[Excerpts from a dataset]
+++
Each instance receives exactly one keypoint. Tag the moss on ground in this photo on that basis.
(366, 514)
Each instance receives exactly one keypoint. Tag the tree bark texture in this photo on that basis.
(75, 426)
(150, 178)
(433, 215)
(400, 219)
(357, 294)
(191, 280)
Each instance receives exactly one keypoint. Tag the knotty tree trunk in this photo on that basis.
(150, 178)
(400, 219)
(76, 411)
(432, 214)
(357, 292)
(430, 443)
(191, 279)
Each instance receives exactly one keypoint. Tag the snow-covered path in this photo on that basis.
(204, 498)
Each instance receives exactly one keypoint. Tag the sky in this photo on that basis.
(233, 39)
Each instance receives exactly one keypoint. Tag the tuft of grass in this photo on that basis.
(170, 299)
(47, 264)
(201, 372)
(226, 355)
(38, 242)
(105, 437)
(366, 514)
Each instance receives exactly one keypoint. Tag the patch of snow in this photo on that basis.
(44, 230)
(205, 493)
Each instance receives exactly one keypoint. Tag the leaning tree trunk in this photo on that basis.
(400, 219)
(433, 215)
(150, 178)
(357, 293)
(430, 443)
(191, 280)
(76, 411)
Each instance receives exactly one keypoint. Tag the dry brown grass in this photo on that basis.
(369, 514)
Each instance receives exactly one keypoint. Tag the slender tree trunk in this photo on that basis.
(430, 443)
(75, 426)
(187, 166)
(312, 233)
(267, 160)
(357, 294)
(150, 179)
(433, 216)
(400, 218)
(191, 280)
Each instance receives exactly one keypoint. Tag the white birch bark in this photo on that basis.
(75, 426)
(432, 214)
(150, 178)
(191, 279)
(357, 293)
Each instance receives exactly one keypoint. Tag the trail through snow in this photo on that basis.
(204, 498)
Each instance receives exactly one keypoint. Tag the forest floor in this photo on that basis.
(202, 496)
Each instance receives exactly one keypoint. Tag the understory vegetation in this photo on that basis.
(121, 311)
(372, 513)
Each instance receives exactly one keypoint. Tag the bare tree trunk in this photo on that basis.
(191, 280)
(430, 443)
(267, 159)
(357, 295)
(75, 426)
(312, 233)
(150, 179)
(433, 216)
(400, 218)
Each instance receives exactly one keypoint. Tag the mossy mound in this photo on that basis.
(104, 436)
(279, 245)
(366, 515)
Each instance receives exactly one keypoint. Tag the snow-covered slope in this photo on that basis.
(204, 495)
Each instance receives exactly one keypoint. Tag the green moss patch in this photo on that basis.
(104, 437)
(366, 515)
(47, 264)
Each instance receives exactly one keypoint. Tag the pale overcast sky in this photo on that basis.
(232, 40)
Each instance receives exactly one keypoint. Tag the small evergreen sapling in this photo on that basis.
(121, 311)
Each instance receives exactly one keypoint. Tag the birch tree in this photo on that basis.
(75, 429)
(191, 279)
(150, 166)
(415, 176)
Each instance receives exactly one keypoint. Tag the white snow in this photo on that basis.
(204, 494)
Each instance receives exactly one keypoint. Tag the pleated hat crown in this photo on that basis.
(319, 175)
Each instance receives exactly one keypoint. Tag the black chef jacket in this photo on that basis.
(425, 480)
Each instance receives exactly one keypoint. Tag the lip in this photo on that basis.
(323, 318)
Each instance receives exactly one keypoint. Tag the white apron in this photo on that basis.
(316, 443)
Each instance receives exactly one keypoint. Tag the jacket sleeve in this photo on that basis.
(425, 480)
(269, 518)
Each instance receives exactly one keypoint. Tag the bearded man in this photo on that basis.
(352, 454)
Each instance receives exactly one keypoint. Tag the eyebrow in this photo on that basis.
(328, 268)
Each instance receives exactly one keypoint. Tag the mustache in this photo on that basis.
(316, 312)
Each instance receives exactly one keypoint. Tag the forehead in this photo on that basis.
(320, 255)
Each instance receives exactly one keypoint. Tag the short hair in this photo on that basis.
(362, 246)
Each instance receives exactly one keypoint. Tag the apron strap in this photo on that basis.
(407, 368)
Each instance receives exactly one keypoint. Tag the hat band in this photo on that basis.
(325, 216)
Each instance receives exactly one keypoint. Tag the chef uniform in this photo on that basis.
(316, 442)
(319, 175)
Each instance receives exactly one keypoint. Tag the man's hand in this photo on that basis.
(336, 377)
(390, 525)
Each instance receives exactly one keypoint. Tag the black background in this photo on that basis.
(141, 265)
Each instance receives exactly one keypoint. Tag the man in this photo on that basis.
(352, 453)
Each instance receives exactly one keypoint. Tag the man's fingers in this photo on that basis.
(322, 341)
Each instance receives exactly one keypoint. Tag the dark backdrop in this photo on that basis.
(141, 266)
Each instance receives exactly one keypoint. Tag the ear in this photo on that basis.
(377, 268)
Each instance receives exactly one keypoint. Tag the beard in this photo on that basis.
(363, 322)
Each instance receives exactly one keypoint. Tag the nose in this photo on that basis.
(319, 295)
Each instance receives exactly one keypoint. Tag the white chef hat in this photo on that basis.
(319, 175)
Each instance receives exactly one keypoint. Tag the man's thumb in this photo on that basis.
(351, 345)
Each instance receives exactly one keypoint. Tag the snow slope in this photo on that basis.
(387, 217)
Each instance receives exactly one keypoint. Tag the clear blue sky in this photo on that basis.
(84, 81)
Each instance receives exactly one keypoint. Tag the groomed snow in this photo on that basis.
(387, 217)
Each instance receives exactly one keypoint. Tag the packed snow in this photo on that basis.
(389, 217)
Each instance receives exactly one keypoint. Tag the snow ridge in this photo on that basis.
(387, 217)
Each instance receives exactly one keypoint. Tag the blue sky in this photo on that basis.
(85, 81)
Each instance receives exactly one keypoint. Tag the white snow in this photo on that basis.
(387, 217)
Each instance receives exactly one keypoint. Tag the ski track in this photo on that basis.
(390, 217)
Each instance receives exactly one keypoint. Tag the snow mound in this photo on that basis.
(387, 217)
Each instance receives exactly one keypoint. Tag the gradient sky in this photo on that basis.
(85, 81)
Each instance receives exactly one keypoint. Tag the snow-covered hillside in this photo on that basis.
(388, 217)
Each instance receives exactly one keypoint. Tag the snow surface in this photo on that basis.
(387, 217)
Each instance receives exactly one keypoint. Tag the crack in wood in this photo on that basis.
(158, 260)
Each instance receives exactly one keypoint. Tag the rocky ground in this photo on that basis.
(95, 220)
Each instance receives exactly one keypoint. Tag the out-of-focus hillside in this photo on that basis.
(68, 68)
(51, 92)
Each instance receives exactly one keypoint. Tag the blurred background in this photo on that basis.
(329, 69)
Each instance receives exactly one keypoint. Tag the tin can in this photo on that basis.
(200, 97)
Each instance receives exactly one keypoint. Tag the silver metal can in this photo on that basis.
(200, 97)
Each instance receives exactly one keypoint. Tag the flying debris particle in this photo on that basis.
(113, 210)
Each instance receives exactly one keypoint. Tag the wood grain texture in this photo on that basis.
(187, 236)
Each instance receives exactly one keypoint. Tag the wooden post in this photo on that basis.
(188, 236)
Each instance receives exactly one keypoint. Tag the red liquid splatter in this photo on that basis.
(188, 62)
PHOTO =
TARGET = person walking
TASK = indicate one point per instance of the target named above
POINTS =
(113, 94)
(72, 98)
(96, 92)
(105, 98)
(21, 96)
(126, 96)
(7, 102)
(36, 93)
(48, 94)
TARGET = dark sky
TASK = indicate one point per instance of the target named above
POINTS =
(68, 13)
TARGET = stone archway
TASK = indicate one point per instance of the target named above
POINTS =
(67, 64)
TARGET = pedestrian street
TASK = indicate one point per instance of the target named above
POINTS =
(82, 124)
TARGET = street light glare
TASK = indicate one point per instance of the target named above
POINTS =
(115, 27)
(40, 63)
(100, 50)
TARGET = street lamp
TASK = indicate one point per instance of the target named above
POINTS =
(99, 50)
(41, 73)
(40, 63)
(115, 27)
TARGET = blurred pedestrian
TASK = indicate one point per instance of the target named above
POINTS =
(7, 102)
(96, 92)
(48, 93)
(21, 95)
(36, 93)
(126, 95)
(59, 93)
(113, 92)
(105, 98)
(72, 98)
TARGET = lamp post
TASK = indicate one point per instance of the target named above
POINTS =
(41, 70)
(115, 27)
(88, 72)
+++
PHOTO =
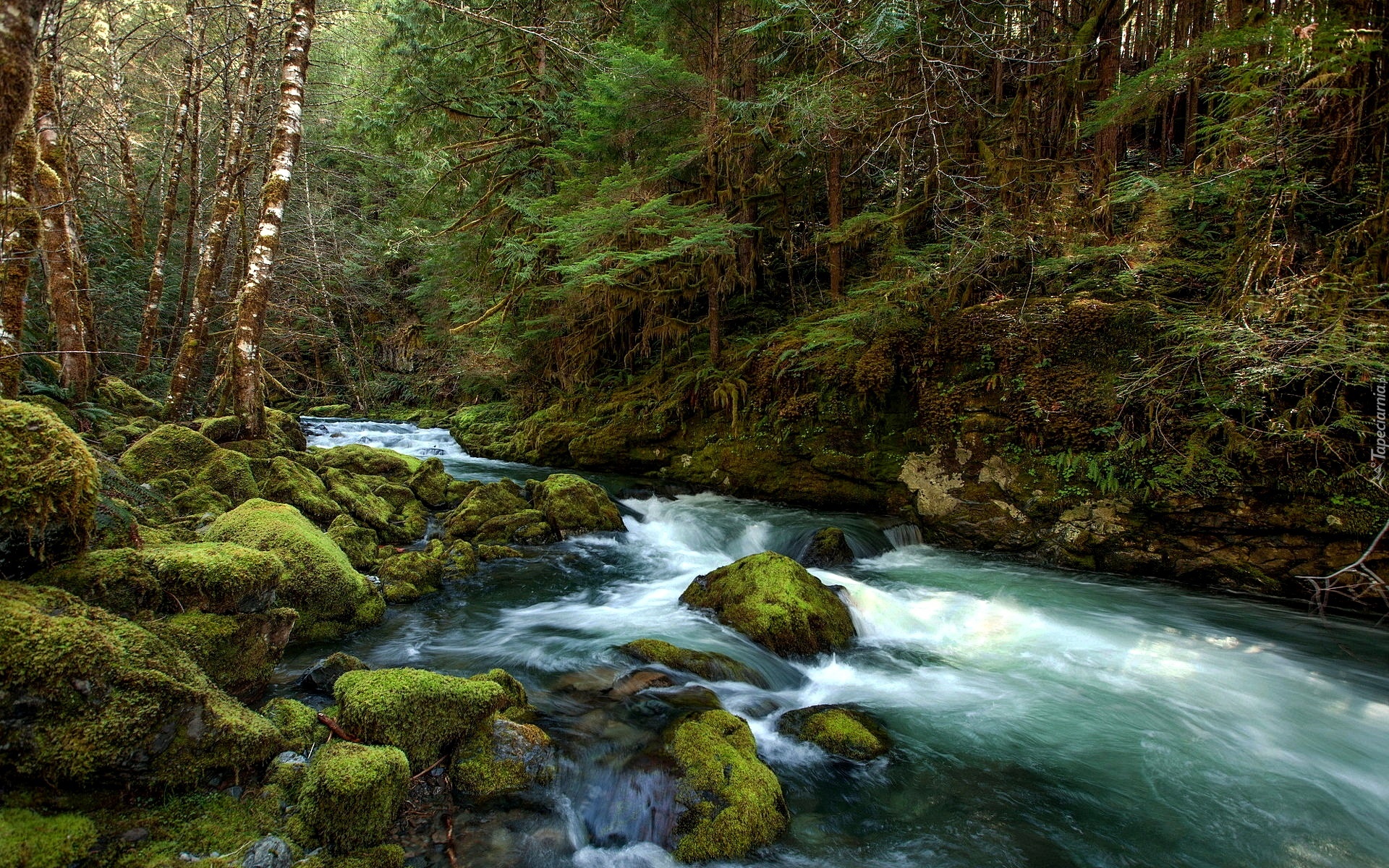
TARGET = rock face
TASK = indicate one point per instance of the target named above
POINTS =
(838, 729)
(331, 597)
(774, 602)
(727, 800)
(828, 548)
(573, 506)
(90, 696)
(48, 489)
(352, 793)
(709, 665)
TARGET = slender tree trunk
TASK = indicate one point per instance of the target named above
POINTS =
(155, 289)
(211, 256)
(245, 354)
+++
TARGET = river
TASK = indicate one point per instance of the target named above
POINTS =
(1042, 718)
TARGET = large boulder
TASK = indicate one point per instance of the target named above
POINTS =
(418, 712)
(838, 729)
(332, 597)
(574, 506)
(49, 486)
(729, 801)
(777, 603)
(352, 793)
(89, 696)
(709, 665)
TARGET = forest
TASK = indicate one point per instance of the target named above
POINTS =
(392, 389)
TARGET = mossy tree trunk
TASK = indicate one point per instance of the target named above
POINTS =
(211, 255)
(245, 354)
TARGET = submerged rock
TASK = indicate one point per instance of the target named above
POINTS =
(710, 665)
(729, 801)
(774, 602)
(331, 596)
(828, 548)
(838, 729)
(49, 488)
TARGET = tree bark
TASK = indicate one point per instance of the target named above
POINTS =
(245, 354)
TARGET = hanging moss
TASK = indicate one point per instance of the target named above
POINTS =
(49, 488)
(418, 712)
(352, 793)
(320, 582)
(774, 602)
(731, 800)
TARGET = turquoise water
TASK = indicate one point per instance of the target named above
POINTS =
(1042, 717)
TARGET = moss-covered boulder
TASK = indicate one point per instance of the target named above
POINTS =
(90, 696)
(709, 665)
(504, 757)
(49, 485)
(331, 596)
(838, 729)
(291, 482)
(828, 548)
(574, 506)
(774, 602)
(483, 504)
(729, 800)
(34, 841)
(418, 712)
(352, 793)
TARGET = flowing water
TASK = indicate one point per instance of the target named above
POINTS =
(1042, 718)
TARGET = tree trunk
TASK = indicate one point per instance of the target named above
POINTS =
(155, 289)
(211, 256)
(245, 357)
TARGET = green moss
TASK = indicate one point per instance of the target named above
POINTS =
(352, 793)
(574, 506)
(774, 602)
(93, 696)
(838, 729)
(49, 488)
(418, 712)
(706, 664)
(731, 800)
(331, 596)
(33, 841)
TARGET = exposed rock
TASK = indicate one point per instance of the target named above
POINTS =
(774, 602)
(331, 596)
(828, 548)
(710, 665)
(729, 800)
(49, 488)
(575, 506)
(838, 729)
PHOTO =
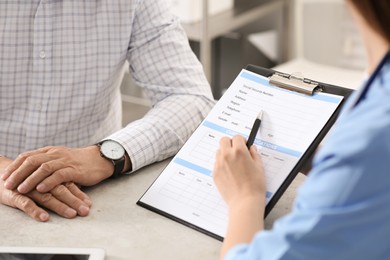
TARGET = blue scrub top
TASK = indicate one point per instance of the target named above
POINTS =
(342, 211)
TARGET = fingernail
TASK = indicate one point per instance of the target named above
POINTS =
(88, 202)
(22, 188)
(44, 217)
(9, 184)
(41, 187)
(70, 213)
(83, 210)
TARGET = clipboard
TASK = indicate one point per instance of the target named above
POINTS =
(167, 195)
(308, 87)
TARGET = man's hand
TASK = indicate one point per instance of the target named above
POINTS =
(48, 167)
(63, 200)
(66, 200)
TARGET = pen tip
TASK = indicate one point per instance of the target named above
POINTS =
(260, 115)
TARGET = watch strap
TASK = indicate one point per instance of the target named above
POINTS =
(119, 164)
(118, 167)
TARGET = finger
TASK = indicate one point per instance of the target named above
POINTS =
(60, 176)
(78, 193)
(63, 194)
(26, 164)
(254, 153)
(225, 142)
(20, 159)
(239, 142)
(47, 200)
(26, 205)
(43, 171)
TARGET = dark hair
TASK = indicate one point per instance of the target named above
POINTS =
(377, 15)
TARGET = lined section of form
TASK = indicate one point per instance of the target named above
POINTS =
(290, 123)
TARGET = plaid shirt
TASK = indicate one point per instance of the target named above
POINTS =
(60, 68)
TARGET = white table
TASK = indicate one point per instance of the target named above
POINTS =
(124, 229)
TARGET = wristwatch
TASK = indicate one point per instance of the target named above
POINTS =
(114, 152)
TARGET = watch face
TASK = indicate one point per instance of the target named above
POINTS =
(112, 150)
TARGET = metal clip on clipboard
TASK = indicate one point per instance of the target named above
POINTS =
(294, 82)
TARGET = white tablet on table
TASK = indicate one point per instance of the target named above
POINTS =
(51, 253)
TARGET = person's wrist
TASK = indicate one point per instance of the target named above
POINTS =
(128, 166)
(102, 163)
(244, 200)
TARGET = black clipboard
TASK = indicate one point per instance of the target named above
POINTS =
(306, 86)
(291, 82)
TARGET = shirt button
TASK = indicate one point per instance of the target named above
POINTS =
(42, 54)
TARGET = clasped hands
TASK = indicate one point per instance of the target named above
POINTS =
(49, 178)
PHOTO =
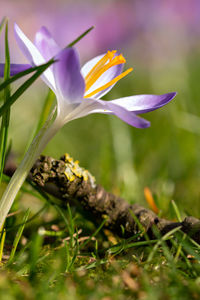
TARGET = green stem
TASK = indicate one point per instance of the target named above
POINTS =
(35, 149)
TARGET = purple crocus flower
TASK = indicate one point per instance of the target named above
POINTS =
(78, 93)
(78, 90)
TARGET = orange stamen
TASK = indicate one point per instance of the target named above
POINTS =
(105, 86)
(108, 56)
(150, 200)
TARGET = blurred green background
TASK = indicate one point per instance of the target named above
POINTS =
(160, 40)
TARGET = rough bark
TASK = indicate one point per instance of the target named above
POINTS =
+++
How to complete this task:
How many lines in the data above contain the string "lamp"? Reply with only the number.

Your solution:
2